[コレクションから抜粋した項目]
____
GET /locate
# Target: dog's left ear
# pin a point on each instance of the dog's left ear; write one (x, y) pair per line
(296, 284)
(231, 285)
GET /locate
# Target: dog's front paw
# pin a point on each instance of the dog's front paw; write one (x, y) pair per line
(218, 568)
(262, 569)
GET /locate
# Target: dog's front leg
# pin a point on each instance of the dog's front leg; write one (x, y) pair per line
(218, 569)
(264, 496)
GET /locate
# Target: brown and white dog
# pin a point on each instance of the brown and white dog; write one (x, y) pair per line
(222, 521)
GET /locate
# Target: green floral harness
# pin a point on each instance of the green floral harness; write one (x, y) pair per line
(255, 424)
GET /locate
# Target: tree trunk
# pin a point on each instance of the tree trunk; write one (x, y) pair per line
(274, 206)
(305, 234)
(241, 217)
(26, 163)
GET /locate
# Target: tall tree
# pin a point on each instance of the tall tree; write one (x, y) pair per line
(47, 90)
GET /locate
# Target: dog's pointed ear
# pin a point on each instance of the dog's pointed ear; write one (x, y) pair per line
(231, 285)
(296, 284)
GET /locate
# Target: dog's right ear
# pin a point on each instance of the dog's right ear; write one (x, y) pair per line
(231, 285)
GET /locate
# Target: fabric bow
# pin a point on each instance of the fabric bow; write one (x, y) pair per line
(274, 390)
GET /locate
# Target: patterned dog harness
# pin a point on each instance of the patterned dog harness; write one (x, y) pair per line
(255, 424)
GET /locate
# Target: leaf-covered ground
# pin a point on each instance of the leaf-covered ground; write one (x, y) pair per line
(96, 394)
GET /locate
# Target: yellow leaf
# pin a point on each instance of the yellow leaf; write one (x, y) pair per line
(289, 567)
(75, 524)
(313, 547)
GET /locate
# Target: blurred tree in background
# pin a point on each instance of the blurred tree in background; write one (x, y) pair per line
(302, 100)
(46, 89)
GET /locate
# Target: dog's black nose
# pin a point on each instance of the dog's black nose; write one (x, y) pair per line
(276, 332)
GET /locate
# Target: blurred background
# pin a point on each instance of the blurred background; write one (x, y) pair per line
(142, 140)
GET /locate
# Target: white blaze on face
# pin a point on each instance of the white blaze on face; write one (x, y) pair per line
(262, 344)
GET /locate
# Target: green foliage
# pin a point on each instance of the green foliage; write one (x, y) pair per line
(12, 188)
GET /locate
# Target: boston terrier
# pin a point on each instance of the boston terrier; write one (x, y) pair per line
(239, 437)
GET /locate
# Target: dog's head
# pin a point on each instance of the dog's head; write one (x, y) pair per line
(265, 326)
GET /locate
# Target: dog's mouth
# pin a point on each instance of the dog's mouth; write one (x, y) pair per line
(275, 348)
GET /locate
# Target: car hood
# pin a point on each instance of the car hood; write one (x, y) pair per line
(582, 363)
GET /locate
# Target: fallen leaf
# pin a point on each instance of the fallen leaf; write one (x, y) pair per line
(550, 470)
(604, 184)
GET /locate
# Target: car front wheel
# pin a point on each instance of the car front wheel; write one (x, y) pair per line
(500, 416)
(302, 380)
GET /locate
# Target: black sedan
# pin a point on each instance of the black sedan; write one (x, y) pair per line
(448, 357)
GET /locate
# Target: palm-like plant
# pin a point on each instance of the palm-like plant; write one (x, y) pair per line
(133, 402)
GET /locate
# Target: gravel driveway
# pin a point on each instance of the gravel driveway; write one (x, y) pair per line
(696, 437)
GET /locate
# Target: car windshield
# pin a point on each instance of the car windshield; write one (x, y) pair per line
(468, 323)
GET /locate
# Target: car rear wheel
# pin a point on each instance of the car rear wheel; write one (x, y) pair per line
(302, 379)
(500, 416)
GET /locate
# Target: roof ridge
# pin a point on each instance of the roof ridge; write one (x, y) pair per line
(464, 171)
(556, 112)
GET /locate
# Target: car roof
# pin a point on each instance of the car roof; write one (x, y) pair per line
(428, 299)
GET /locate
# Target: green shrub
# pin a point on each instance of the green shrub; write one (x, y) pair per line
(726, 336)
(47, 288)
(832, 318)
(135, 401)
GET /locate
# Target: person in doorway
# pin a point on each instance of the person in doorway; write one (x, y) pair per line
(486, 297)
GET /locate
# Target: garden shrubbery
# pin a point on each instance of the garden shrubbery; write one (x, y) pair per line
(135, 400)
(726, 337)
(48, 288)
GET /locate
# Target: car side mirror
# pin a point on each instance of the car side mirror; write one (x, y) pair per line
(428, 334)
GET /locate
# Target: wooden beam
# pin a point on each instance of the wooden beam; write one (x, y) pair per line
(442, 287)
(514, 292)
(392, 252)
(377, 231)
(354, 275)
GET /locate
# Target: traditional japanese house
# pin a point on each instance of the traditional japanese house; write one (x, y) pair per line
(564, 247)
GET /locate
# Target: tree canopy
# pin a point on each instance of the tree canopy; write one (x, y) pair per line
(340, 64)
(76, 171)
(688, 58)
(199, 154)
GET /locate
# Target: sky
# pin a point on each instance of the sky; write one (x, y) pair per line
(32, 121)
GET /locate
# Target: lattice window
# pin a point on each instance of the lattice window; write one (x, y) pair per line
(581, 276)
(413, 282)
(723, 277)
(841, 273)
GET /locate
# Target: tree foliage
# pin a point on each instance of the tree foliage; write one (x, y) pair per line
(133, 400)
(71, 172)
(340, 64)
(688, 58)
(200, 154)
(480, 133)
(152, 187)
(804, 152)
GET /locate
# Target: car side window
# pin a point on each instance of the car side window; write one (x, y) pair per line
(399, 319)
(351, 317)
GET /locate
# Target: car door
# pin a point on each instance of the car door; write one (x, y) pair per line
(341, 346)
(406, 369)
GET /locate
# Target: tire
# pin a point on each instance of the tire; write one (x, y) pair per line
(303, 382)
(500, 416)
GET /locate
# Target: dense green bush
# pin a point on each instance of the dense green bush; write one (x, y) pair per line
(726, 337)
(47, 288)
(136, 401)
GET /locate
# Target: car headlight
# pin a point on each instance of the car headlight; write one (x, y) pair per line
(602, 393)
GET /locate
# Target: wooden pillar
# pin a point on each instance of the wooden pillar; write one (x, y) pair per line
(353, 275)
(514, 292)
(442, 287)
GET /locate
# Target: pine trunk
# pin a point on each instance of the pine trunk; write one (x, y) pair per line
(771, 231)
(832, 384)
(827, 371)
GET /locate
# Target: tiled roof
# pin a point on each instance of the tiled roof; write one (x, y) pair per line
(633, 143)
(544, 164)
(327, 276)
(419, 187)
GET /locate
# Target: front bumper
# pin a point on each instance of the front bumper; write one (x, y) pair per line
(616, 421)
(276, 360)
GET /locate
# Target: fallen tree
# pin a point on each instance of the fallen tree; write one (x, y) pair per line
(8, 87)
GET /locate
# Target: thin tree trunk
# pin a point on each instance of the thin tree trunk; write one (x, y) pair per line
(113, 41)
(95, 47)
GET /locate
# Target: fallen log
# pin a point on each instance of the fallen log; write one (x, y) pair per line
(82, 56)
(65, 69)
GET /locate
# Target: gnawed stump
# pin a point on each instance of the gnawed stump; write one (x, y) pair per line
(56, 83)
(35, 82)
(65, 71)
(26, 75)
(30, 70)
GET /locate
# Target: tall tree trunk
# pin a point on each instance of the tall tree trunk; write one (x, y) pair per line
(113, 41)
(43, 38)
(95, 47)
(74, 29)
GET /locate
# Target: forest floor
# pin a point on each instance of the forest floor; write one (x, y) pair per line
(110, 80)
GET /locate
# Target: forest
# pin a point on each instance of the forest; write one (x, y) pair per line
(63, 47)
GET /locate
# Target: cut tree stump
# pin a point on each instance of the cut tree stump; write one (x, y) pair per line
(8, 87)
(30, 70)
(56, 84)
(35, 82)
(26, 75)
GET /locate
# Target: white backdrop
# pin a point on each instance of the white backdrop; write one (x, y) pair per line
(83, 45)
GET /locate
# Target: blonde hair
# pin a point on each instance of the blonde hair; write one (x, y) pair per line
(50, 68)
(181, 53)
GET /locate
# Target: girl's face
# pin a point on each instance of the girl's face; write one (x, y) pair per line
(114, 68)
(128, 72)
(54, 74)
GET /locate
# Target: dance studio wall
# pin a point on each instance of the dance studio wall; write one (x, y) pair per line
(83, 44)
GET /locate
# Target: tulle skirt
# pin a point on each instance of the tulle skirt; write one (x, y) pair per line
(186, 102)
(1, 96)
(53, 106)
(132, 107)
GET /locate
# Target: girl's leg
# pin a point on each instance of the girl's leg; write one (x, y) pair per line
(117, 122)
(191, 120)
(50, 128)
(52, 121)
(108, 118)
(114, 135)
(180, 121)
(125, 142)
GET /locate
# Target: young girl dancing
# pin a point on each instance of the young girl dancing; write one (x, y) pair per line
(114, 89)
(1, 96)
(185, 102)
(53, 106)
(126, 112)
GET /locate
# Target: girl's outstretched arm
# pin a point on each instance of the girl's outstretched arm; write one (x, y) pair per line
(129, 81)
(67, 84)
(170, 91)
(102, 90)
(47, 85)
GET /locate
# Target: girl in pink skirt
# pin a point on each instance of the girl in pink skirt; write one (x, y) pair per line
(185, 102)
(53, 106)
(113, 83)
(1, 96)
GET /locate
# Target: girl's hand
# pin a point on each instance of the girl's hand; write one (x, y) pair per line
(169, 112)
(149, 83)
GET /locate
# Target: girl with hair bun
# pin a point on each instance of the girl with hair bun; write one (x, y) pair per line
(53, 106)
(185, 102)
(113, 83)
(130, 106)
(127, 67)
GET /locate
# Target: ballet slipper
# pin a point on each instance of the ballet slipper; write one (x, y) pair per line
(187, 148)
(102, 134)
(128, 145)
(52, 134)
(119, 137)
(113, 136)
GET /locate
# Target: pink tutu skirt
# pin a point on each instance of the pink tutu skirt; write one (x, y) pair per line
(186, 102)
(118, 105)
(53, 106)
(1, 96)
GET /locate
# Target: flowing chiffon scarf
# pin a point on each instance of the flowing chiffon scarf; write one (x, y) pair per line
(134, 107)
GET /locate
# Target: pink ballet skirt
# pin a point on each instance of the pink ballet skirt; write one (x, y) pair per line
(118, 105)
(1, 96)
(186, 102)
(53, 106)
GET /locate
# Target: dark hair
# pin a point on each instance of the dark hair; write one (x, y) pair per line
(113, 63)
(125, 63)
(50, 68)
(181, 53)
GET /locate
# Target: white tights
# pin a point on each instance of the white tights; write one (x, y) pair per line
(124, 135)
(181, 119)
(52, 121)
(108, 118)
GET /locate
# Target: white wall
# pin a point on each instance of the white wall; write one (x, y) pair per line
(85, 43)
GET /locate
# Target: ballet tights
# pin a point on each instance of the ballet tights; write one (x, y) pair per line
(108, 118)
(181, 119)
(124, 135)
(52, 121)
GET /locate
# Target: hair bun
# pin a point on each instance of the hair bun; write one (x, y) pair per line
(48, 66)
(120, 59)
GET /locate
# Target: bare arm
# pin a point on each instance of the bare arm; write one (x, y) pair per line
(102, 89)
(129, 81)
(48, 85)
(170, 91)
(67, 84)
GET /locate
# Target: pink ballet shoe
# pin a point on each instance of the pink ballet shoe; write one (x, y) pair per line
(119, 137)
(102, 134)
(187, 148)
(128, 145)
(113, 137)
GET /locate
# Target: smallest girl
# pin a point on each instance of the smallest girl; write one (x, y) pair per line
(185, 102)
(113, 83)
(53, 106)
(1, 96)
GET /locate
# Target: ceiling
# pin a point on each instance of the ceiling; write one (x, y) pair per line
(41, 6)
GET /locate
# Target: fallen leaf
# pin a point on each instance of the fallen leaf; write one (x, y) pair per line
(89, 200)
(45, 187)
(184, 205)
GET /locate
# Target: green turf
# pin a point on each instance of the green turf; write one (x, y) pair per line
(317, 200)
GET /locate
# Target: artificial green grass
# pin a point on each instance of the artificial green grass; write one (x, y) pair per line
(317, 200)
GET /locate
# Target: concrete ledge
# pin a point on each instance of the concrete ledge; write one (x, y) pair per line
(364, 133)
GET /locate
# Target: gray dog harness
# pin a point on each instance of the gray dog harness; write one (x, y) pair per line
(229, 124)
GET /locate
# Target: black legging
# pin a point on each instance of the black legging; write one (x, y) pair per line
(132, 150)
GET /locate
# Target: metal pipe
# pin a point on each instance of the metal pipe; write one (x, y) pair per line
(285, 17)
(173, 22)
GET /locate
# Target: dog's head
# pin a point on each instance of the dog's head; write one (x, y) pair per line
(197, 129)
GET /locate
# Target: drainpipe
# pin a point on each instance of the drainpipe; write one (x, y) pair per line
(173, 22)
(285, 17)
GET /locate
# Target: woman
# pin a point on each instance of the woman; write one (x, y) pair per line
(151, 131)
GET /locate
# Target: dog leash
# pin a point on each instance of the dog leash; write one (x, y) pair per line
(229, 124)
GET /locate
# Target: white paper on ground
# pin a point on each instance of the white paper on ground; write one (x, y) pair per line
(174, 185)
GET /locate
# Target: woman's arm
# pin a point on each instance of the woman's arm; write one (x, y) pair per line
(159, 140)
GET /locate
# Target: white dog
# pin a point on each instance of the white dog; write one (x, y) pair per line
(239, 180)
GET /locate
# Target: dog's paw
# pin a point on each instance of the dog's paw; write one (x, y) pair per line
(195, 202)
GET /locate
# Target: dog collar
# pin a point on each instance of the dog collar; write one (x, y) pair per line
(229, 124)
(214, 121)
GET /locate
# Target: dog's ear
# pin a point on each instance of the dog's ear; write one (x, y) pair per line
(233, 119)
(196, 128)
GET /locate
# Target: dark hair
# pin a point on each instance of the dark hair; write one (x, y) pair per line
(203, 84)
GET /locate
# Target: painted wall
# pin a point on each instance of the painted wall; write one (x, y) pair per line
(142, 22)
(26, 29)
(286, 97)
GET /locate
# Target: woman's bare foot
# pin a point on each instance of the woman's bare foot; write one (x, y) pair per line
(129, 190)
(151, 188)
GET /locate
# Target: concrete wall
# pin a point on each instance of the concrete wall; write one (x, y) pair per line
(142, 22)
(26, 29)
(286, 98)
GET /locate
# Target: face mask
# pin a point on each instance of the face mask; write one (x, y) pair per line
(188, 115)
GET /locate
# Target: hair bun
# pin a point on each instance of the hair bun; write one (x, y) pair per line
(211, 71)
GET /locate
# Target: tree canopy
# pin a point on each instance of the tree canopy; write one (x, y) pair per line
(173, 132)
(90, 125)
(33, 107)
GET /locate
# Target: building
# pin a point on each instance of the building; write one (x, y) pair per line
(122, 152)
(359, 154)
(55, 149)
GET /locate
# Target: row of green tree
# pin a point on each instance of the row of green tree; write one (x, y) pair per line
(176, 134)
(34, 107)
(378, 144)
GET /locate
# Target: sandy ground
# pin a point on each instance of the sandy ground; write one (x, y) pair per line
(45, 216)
____
■ **問題**
上記の項目のうち、文字列「rear」を含む行をすべて集めてください。大文字と小文字は区別されます。

■ **解答**
# Target: car rear wheel
# pin a point on each instance of the car rear wheel; write one (x, y) pair per line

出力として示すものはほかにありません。